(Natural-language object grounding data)
--

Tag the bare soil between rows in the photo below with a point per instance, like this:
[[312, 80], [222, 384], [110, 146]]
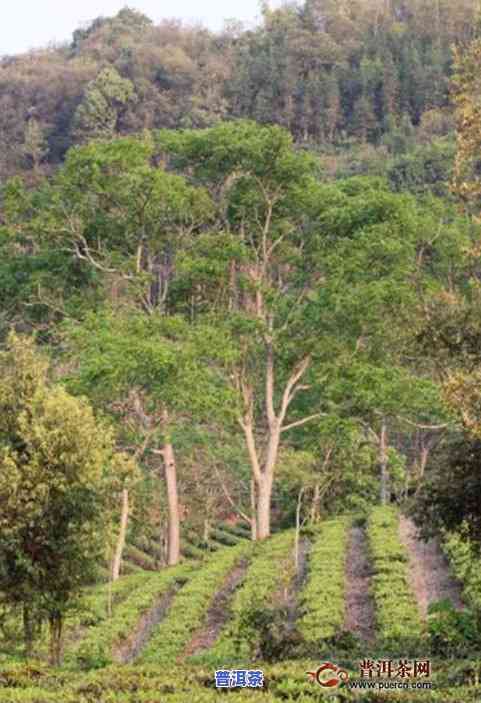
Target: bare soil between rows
[[359, 618], [217, 614], [429, 573], [131, 648]]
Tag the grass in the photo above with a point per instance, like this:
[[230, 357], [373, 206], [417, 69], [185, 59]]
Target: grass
[[189, 609], [270, 572], [399, 628], [322, 600], [96, 648]]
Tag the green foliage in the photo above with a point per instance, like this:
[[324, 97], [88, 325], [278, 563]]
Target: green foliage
[[97, 116], [270, 571], [464, 559], [101, 642], [188, 610], [398, 623], [451, 632], [55, 462], [322, 598]]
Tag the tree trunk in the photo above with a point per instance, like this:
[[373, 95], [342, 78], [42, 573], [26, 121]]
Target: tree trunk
[[298, 529], [206, 536], [124, 517], [173, 545], [264, 492], [55, 645], [383, 459], [28, 630], [316, 503], [253, 511]]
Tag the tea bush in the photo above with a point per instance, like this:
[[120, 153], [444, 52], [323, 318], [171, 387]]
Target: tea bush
[[398, 621], [322, 598]]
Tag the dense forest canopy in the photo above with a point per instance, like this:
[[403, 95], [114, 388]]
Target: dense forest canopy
[[239, 284], [333, 73]]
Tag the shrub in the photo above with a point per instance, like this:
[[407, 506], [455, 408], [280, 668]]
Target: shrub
[[322, 599], [398, 621]]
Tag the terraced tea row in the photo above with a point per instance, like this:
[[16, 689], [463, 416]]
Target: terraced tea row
[[217, 611]]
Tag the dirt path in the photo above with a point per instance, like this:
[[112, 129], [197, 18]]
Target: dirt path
[[430, 578], [291, 598], [132, 647], [359, 617], [217, 614]]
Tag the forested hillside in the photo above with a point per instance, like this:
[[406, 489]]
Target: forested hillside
[[332, 72], [241, 351]]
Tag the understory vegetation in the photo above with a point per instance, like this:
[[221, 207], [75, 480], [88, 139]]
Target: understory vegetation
[[240, 354]]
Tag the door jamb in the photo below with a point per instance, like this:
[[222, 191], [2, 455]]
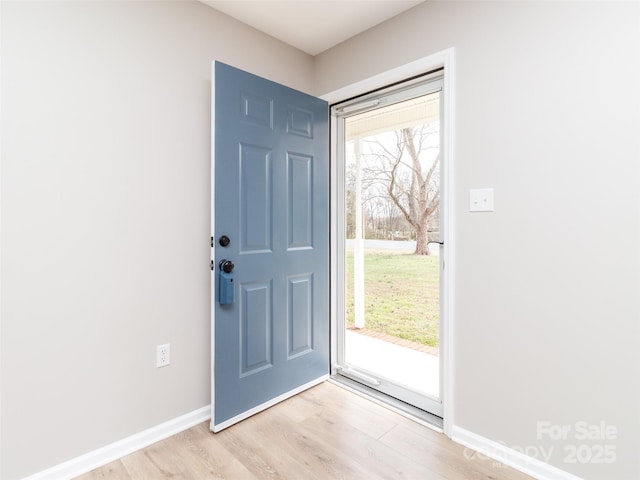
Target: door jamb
[[446, 59]]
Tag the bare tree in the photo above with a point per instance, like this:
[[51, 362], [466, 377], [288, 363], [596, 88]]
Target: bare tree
[[409, 177]]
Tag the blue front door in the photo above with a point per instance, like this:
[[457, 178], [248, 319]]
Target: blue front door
[[271, 201]]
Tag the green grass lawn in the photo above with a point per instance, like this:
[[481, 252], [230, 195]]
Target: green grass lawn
[[401, 295]]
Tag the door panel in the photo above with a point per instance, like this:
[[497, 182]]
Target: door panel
[[271, 184]]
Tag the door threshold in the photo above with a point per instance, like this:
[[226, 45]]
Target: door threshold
[[406, 410]]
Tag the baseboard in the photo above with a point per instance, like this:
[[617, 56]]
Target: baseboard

--

> PROBLEM REQUIREMENTS
Without including any picture, retype the entries exactly.

> RESPONSE FOR THIS EXERCISE
Tag the bare soil between rows in the photo below with a point per instance, like this:
[[312, 80], [222, 384], [110, 146]]
Target: bare soil between rows
[[359, 618], [217, 614], [429, 573], [131, 648]]
Tag the grass in the photo above with a point per instance, like this:
[[230, 357], [373, 206], [417, 69], [185, 59]]
Target: grass
[[189, 609], [270, 572], [399, 628], [322, 600], [96, 648]]
Tag the green foliage in the photo above with a point per instance, like this:
[[324, 97], [88, 325], [278, 563]]
Target: green foliage
[[97, 116], [270, 571], [464, 559], [101, 642], [188, 610], [398, 623], [451, 632], [55, 462], [322, 598]]
Tag the tree trunk in the photo above with a point per instance, like this:
[[373, 95], [342, 78], [42, 573], [26, 121]]
Target: tree trunk
[[298, 529], [206, 536], [124, 517], [173, 545], [264, 492], [55, 645], [383, 459], [28, 630], [316, 503], [253, 511]]
Tag the tea bush in the photo above with a point per instance, like this:
[[120, 153], [444, 52], [323, 318], [171, 387]]
Target: tea bush
[[398, 621], [322, 598]]
Tag the dense forest canopy in the photo above with a point per instance, like this:
[[403, 95], [114, 388]]
Target: dense forest canopy
[[239, 284], [333, 73]]
Tag the shrub in the photo above with a point per instance, like this:
[[407, 506], [455, 408], [280, 668]]
Target: shrub
[[322, 599], [398, 621]]
Tag the terraced tea row in the photo above with a point per instance, like this:
[[16, 689], [463, 416]]
Target: terraced tea row
[[217, 611]]
Tag the dirt path in the photo above with a point per instance, like this:
[[112, 129], [197, 18]]
Target: dirt path
[[430, 578], [291, 598], [132, 647], [359, 617], [217, 614]]
Tag the forested hillside in the photo above with a point per instance, like this:
[[406, 489]]
Target: forested hillside
[[332, 72], [241, 351]]
Tag the understory vegetation in the photo above with a point per instance, like this:
[[221, 207], [75, 480], [88, 139]]
Target: understory vegetation
[[240, 354]]
Tag the door jamb in the photo below with a point per instance, like this:
[[222, 191], [2, 455]]
Target: door jamb
[[446, 59]]
Tag the bare tree in the photo above with a point per instance, like this:
[[51, 362], [466, 377], [288, 363], [596, 88]]
Target: bare tree
[[409, 177]]
Tag the blue front door in the photo above with a point per instance, like this:
[[457, 178], [248, 319]]
Target: blue front door
[[271, 201]]
Tag the green grass lawn in the photo above with a point per instance, like this:
[[481, 252], [230, 195]]
Target: green grass lawn
[[401, 295]]
Tag the door panel in the photo above with a point per instance, like this:
[[497, 182]]
Target: door panel
[[271, 184]]
Tag the door threshold in the photo above with a point per instance, like this:
[[226, 45]]
Target: door threshold
[[406, 410]]
Tag the baseboard in the photo above with a point per instance, like this:
[[617, 56]]
Target: baseboard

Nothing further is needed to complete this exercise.